*** Opening Records supplied ***
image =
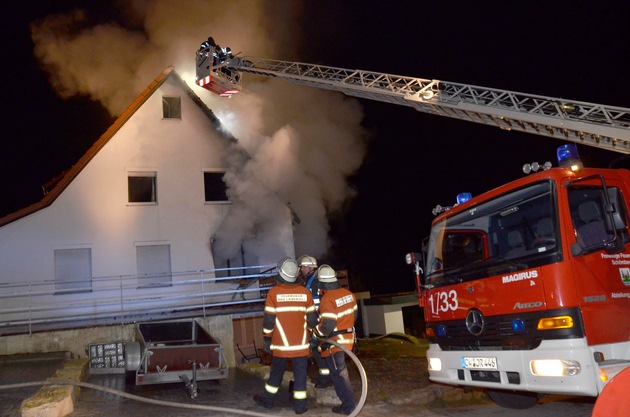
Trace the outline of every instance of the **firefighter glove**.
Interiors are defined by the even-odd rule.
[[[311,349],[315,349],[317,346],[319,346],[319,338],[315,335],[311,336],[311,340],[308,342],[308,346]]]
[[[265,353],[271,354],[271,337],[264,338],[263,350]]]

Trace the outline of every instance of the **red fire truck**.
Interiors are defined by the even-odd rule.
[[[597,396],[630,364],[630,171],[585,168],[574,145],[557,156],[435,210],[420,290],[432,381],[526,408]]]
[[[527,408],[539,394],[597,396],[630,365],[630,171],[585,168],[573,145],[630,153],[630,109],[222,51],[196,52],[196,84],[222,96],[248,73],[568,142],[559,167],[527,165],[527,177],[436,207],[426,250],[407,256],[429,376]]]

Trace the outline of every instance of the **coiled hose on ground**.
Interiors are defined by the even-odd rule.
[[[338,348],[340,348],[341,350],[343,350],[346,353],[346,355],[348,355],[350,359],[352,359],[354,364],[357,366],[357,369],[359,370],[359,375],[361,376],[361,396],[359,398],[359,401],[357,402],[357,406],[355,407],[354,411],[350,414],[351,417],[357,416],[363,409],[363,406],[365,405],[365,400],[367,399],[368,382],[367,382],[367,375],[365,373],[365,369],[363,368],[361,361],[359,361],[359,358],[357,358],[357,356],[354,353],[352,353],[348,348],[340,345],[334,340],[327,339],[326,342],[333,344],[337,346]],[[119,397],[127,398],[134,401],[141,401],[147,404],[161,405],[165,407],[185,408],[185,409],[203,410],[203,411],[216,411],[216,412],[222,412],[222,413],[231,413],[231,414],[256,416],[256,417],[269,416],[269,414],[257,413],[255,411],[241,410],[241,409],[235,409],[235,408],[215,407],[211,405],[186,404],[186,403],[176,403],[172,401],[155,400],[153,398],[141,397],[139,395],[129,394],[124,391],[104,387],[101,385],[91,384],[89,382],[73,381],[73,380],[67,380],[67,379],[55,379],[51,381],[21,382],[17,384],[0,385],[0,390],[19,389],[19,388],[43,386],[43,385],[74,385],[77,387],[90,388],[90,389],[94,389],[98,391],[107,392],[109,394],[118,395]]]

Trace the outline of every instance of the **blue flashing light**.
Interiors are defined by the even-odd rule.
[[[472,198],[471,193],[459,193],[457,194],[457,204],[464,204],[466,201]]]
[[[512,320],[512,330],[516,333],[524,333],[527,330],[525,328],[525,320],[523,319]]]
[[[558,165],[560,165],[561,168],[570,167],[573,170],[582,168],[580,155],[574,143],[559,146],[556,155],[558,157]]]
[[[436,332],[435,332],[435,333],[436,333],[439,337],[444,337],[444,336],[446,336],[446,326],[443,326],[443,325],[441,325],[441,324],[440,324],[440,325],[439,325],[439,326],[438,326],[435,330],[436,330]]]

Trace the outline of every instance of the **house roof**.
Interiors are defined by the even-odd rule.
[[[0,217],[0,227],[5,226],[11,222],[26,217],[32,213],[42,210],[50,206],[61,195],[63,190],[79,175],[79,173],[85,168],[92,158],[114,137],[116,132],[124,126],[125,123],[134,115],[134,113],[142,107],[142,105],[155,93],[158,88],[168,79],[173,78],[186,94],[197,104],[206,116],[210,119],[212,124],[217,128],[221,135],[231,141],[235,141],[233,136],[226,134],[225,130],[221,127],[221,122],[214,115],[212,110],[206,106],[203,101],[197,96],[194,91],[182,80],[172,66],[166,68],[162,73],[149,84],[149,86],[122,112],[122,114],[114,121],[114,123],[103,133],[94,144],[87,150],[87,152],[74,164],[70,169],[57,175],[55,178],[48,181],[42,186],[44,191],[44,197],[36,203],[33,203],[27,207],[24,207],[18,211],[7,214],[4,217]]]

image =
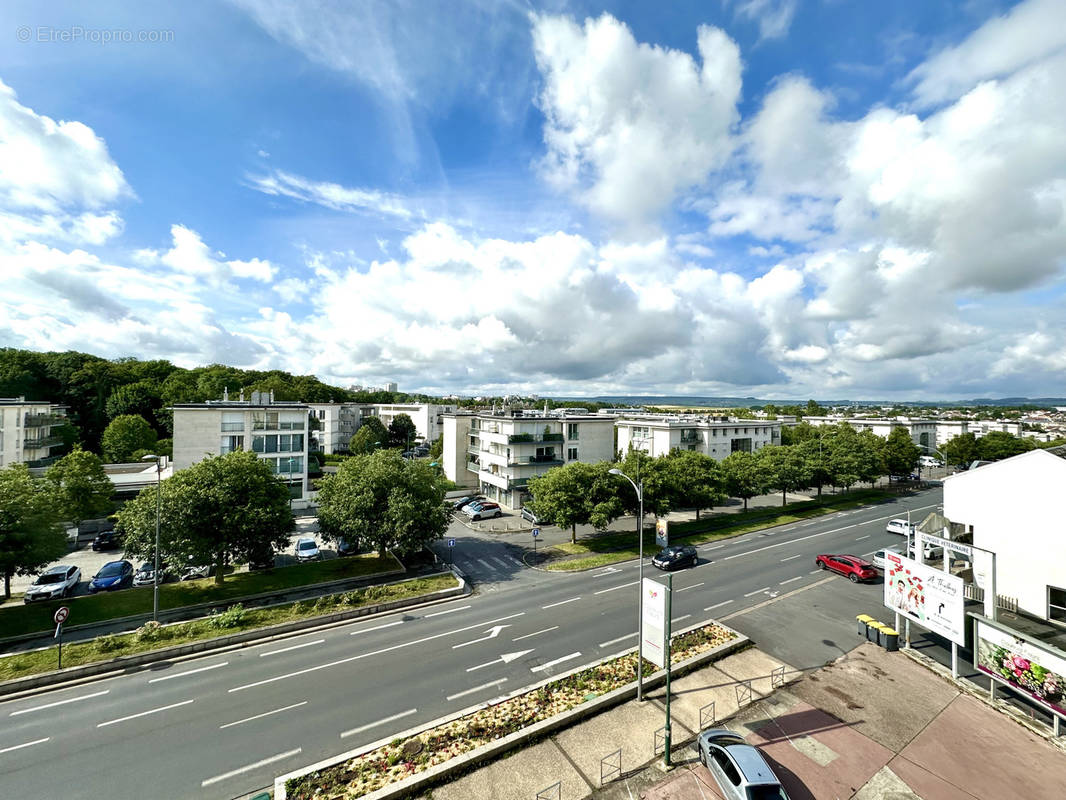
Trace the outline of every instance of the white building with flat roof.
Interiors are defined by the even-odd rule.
*** Closing Records supplied ***
*** Opening Records supplied ***
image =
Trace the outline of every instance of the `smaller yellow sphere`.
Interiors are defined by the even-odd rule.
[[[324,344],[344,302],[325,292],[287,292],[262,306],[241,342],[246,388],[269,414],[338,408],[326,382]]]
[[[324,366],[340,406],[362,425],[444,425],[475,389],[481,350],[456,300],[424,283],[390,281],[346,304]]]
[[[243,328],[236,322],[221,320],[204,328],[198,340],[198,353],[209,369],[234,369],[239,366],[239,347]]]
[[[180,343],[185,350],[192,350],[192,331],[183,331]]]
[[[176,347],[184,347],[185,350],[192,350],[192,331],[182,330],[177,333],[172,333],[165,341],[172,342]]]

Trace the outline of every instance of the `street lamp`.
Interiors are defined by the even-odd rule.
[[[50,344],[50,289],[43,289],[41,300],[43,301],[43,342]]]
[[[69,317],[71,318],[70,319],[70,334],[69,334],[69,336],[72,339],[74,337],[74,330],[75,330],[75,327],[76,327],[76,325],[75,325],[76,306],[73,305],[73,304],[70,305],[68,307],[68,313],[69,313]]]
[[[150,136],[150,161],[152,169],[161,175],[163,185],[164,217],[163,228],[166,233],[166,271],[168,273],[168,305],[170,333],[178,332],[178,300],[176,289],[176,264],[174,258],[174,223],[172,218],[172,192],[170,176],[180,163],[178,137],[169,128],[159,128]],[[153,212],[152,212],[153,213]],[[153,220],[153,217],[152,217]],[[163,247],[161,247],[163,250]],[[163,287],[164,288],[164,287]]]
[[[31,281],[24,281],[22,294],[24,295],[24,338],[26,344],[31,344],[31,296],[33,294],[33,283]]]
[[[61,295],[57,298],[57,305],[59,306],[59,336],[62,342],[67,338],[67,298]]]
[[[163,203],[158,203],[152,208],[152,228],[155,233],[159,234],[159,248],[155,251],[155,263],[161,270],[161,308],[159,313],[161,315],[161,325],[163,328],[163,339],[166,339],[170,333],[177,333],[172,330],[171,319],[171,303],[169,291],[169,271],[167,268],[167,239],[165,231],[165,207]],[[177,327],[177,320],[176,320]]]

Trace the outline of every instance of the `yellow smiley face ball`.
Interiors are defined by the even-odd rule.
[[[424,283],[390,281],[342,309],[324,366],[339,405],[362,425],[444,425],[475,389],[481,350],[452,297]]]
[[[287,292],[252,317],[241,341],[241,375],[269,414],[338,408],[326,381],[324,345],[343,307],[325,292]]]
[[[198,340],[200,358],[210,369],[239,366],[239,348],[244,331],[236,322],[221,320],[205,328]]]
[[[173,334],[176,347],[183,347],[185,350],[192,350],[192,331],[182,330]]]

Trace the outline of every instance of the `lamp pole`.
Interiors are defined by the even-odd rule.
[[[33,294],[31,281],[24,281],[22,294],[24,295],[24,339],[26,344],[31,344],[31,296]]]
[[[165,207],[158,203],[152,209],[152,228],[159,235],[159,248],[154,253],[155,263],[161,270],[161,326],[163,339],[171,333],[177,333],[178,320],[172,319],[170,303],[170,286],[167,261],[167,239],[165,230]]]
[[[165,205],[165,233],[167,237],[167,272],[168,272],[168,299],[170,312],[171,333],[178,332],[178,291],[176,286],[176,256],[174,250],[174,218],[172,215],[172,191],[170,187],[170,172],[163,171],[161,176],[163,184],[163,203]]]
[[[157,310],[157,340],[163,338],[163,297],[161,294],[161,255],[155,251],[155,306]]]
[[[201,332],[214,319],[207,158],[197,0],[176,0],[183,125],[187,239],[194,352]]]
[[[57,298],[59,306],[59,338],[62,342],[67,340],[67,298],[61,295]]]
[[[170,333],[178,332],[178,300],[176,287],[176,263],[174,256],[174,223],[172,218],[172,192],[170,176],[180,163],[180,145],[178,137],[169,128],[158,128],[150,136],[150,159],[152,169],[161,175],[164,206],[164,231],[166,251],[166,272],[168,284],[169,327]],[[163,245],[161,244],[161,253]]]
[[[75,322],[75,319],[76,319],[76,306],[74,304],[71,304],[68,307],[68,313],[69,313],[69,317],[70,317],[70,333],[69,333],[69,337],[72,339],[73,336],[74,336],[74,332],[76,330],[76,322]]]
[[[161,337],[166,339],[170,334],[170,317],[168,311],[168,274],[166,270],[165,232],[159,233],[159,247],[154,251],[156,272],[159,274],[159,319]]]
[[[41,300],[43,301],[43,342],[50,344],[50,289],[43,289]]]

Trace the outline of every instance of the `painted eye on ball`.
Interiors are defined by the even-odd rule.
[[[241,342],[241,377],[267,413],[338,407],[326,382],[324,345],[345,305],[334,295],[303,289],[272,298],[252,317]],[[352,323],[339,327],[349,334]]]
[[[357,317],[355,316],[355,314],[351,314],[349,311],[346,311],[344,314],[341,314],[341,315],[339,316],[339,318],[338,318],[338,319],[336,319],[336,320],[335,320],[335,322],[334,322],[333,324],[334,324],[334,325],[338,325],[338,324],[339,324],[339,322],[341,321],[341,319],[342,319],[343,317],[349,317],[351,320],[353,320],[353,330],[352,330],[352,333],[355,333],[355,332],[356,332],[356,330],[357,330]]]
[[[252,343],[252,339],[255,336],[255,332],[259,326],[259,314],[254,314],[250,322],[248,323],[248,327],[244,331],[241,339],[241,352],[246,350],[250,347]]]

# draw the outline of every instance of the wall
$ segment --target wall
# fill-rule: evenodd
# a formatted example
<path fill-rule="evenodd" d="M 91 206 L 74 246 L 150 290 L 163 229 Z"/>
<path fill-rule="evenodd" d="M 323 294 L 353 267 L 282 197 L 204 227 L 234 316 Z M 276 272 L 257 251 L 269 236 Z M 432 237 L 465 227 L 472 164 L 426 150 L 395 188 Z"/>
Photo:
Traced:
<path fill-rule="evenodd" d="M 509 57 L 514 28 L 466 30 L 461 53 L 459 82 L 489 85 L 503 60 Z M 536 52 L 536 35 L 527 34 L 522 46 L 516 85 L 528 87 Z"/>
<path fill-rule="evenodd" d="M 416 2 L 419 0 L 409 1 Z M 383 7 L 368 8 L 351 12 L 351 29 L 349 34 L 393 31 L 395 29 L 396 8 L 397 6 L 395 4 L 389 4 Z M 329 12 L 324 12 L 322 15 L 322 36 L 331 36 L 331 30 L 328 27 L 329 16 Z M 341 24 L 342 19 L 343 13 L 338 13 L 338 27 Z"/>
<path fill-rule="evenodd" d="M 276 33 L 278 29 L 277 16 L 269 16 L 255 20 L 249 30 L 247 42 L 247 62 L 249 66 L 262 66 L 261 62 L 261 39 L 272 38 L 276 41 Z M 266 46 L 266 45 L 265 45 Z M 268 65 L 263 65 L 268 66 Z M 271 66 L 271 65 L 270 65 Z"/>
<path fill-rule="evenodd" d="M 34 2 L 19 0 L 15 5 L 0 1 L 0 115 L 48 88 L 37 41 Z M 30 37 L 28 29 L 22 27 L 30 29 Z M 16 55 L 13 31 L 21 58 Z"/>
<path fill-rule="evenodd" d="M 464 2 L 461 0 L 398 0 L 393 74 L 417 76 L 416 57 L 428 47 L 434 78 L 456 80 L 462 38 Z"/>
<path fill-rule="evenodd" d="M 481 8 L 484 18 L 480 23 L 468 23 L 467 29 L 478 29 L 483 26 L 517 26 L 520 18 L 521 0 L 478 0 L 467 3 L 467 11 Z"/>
*** Closing Records supplied ***
Exercise directions =>
Locate the word "wall" in the records and collect each line it appears in.

Solution for this exercise =>
# draw the outline of every instance of the wall
$ segment --target wall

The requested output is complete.